## Entries supplied
begin
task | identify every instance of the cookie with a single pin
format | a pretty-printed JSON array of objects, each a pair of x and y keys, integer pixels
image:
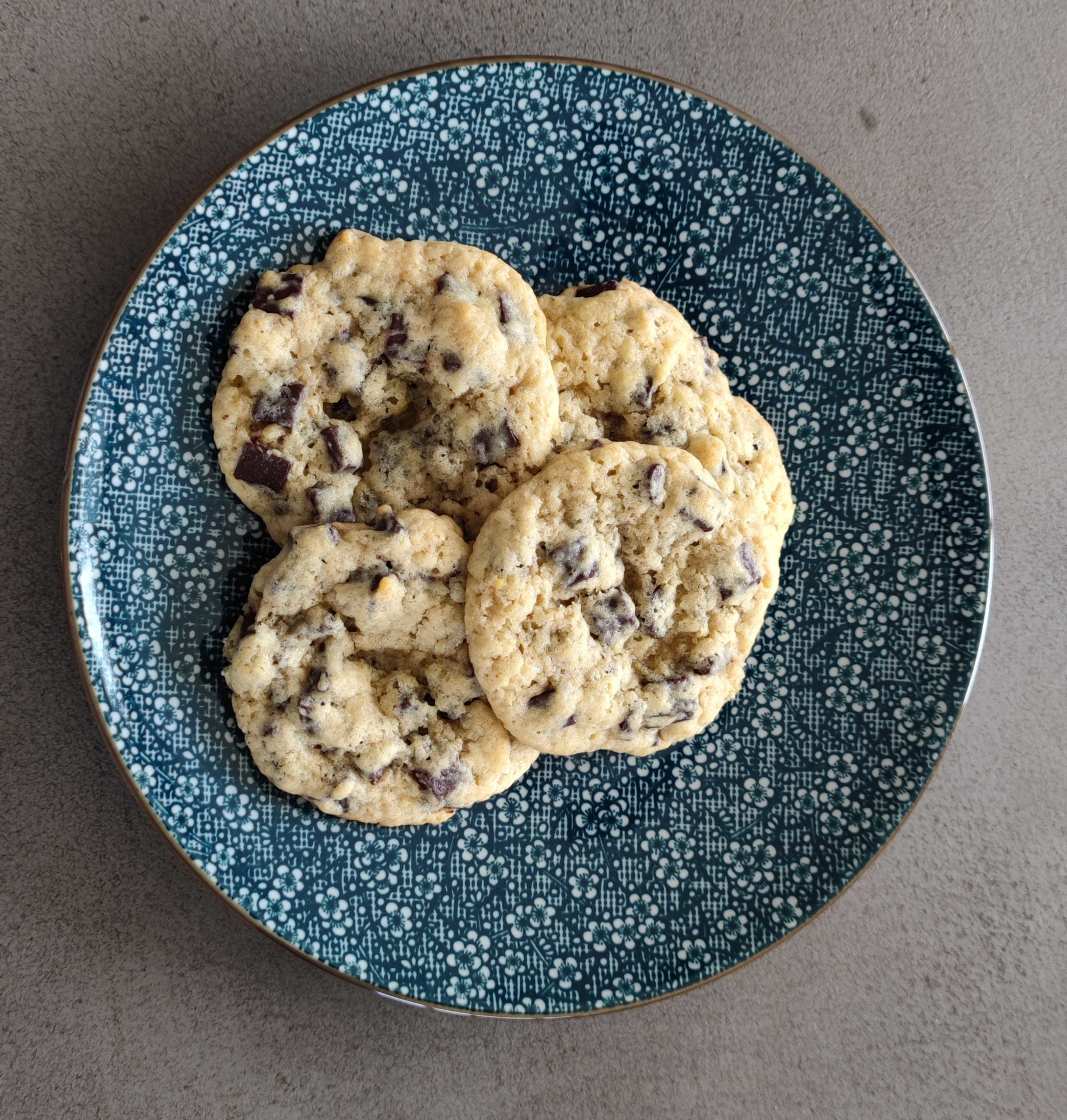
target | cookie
[
  {"x": 351, "y": 677},
  {"x": 631, "y": 368},
  {"x": 613, "y": 600},
  {"x": 404, "y": 373}
]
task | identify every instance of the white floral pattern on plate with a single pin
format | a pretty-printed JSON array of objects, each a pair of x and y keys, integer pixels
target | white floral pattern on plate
[{"x": 604, "y": 881}]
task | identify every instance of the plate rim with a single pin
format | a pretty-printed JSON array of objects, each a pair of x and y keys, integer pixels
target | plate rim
[{"x": 76, "y": 424}]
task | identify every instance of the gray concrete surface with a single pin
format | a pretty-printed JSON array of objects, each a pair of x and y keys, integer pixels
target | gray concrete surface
[{"x": 937, "y": 987}]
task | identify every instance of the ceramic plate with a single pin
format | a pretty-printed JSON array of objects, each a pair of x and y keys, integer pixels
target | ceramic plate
[{"x": 603, "y": 881}]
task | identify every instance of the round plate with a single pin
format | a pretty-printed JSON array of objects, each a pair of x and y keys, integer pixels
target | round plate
[{"x": 601, "y": 881}]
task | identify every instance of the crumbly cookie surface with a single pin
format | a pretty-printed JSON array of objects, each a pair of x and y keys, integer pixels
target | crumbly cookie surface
[
  {"x": 405, "y": 373},
  {"x": 351, "y": 677},
  {"x": 631, "y": 368},
  {"x": 613, "y": 600}
]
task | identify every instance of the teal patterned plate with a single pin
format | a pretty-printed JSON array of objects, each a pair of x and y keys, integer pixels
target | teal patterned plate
[{"x": 603, "y": 881}]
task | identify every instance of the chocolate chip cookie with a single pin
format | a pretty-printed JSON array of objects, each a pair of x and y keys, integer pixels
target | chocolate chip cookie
[
  {"x": 404, "y": 373},
  {"x": 351, "y": 677},
  {"x": 631, "y": 368},
  {"x": 613, "y": 600}
]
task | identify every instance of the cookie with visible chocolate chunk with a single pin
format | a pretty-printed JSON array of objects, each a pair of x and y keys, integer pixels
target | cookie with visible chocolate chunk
[
  {"x": 631, "y": 368},
  {"x": 613, "y": 600},
  {"x": 351, "y": 677},
  {"x": 405, "y": 373}
]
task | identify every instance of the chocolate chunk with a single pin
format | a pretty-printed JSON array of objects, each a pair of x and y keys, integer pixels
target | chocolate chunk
[
  {"x": 748, "y": 559},
  {"x": 439, "y": 785},
  {"x": 344, "y": 449},
  {"x": 341, "y": 410},
  {"x": 260, "y": 467},
  {"x": 324, "y": 504},
  {"x": 683, "y": 708},
  {"x": 386, "y": 522},
  {"x": 279, "y": 408},
  {"x": 575, "y": 561},
  {"x": 656, "y": 489},
  {"x": 492, "y": 445},
  {"x": 397, "y": 336},
  {"x": 269, "y": 299},
  {"x": 596, "y": 289},
  {"x": 643, "y": 397},
  {"x": 542, "y": 699},
  {"x": 610, "y": 616}
]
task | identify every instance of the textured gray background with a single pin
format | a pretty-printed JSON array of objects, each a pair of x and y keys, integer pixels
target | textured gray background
[{"x": 939, "y": 986}]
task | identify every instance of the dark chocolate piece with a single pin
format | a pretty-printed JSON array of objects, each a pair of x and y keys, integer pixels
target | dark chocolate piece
[
  {"x": 491, "y": 445},
  {"x": 610, "y": 616},
  {"x": 575, "y": 561},
  {"x": 269, "y": 299},
  {"x": 748, "y": 559},
  {"x": 387, "y": 522},
  {"x": 341, "y": 410},
  {"x": 279, "y": 408},
  {"x": 397, "y": 336},
  {"x": 595, "y": 289},
  {"x": 439, "y": 785},
  {"x": 260, "y": 467}
]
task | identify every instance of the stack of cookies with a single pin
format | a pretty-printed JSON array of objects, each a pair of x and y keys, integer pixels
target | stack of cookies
[{"x": 510, "y": 527}]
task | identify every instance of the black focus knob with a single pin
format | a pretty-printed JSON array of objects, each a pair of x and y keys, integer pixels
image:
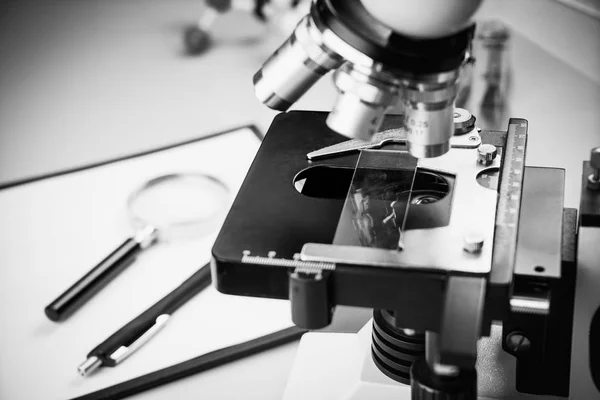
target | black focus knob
[{"x": 427, "y": 385}]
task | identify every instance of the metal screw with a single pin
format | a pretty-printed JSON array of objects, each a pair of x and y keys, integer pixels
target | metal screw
[
  {"x": 594, "y": 178},
  {"x": 517, "y": 343}
]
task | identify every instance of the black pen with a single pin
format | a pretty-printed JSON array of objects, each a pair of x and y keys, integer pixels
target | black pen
[{"x": 137, "y": 332}]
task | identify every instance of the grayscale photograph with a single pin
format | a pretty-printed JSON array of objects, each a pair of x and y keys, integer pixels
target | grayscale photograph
[{"x": 300, "y": 199}]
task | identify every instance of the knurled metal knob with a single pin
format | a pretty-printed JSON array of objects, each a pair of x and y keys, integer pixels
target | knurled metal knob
[
  {"x": 464, "y": 121},
  {"x": 594, "y": 178},
  {"x": 486, "y": 153}
]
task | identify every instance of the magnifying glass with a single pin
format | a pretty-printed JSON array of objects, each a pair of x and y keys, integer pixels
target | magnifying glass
[{"x": 166, "y": 208}]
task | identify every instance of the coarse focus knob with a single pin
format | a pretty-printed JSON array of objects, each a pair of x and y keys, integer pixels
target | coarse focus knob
[
  {"x": 427, "y": 385},
  {"x": 594, "y": 178},
  {"x": 464, "y": 121},
  {"x": 486, "y": 153}
]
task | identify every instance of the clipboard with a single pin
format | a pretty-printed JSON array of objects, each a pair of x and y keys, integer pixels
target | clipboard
[{"x": 59, "y": 225}]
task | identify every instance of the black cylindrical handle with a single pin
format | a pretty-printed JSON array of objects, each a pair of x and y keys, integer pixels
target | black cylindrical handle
[{"x": 92, "y": 282}]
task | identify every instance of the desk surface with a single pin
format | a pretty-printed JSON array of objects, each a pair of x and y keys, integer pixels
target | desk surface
[{"x": 85, "y": 81}]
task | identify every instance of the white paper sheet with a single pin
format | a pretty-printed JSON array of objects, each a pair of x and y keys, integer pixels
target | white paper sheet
[{"x": 54, "y": 231}]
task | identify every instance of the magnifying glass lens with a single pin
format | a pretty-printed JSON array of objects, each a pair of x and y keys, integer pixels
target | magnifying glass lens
[{"x": 177, "y": 200}]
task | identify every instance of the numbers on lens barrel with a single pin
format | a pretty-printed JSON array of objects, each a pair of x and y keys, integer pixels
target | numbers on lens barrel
[{"x": 488, "y": 178}]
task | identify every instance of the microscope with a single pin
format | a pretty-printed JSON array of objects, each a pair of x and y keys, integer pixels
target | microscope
[{"x": 482, "y": 284}]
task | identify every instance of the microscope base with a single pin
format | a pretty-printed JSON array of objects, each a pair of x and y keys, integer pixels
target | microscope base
[{"x": 338, "y": 366}]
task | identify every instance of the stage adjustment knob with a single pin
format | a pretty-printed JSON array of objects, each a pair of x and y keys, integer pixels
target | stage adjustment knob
[{"x": 427, "y": 385}]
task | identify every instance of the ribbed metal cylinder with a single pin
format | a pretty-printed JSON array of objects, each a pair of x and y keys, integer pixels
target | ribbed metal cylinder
[{"x": 394, "y": 349}]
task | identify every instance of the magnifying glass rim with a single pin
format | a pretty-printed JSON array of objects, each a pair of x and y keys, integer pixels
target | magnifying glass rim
[{"x": 139, "y": 222}]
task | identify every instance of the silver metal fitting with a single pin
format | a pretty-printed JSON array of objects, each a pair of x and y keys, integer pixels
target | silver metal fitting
[
  {"x": 530, "y": 305},
  {"x": 464, "y": 121},
  {"x": 364, "y": 96},
  {"x": 300, "y": 62},
  {"x": 486, "y": 153},
  {"x": 429, "y": 112},
  {"x": 594, "y": 178}
]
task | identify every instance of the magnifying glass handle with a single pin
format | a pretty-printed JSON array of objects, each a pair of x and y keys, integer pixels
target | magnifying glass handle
[{"x": 99, "y": 276}]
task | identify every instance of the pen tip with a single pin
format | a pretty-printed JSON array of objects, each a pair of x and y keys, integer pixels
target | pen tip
[{"x": 89, "y": 365}]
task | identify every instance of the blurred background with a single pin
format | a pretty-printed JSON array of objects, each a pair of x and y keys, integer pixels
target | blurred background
[{"x": 86, "y": 81}]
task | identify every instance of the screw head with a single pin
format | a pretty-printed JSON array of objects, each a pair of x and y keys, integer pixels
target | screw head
[
  {"x": 593, "y": 183},
  {"x": 595, "y": 158},
  {"x": 517, "y": 343},
  {"x": 473, "y": 242},
  {"x": 486, "y": 153}
]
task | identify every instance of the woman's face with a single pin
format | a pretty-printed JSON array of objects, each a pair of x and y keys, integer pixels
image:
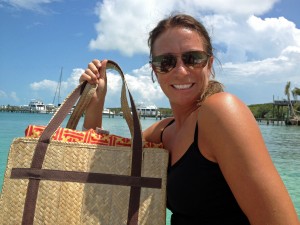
end
## What the task asks
Pull out every line of the listing above that contains the string "crumbly". Case counts.

## Answer in full
task | identify every instance of the crumbly cookie surface with a single pin
target | crumbly cookie surface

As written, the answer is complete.